Instrucciones ::
1. Transcriba el fragmento del texto sobre los derechos humanos en Formosa comprendido entre "Defender lo indefendible, con" y "de Gildo Insfrán.", ambos incluidos.
2. Prolongue el texto sobre los derechos humanos en Formosa a partir de su última oración.

Texto proporcionado ::
Defender lo indefendible, con cierta eficacia, exige una destreza dialéctica de la que Santiago Cafiero no está provisto. El jefe de Gabinete repitió que en Formosa “no se violan los derechos humanos”. Afirmación que él mismo contradijo al admitir luego que “existen casos de violencia institucional de la policía”.
El nudo de las denuncias es un régimen de confinamiento compulsivo para evitar la propagación del Covid, decidido por el gobierno de Gildo Insfrán.
La violencia institucional proviene entonces de la autoridad política. La policía ejecuta. Detiene a presuntos contagiados y los aloja por la fuerza en centros de aislamiento que vigila con disciplina carcelaria. Incluso personas con testeos negativos son obligadas al encierro durante semanas, sin siquiera un recreo al aire libre.
Amnesty Internacional lo puso en palabras contundentes, en una carta al Ejecutivo nacional: “En Formosa hay restricciones de facto a la libertad”. O sea, se viola un derecho humano básico.
Cafiero replicó con la frase menos feliz de su repertorio: “No necesitamos que nos digan a los argentinos qué tenemos que hacer con los derechos humanos”. No vamos a incurrir aquí en la chicana desproporcionada de compararla con una expresión casi idéntica del dictador Jorge Videla, como se hizo con ferocidad desde la oposición. Ni Macri fue la dictadura, ni Fernández lo es.
Pero el ministro coordinador tuvo otro desliz. Sostuvo que las críticas son improcedentes por la trayectoria de su espacio político en la defensa de los derechos humanos. Estuvo a centímetros de reclamar para el oficialismo el monopolio de una causa, por definición, universal y apartidaria.

Extracto de datos ::

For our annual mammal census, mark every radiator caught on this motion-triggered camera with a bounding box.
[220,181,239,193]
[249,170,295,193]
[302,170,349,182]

Respuestas del ejercicio ::
1.
Defender lo indefendible, con cierta eficacia, exige una destreza dialéctica de la que Santiago Cafiero no está provisto. El jefe de Gabinete repitió que en Formosa “no se violan los derechos humanos”. Afirmación que él mismo contradijo al admitir luego que “existen casos de violencia institucional de la policía”.
El nudo de las denuncias es un régimen de confinamiento compulsivo para evitar la propagación del Covid, decidido por el gobierno de Gildo Insfrán.

2.
Sintonizó con el uso faccioso de esa reivindicación que el kirchnerismo ejerció con profusión. Cooptó a las organizaciones más activas. Las usó como fuente de legitimidad y como coartada moral de la corrupción sistemática durante los gobiernos de Néstor y Cristina.
Lo más decepcionante es la actitud de cierto progresismo ante el avasallamiento de las libertades en Formosa.
Antes que una definición ideológica, el progresismo supo expresar una ética pública basada en el Estado de derecho y la equidad social.
Algunos de sus exponentes claudicaron al asimilarse a un populismo reñido con esos principios. Otros razonan que cualquier denuncia que incomode al oficialismo “le hace el juego a la derecha”, un rótulo bajo el cual engloban a los indeseables de la política.
La derecha es Insfrán. La manipulación institucional que le permitió perpetuar una autocracia. El clientelismo asfixiante que administra. El Estado policial que montó. La represión a los Qom. Y las reiteradas violaciones a los derechos humanos, como las que ocurren en los centros de aislamiento sanitario.
Un escándalo que, curiosamente, no escandaliza a cierto progresismo.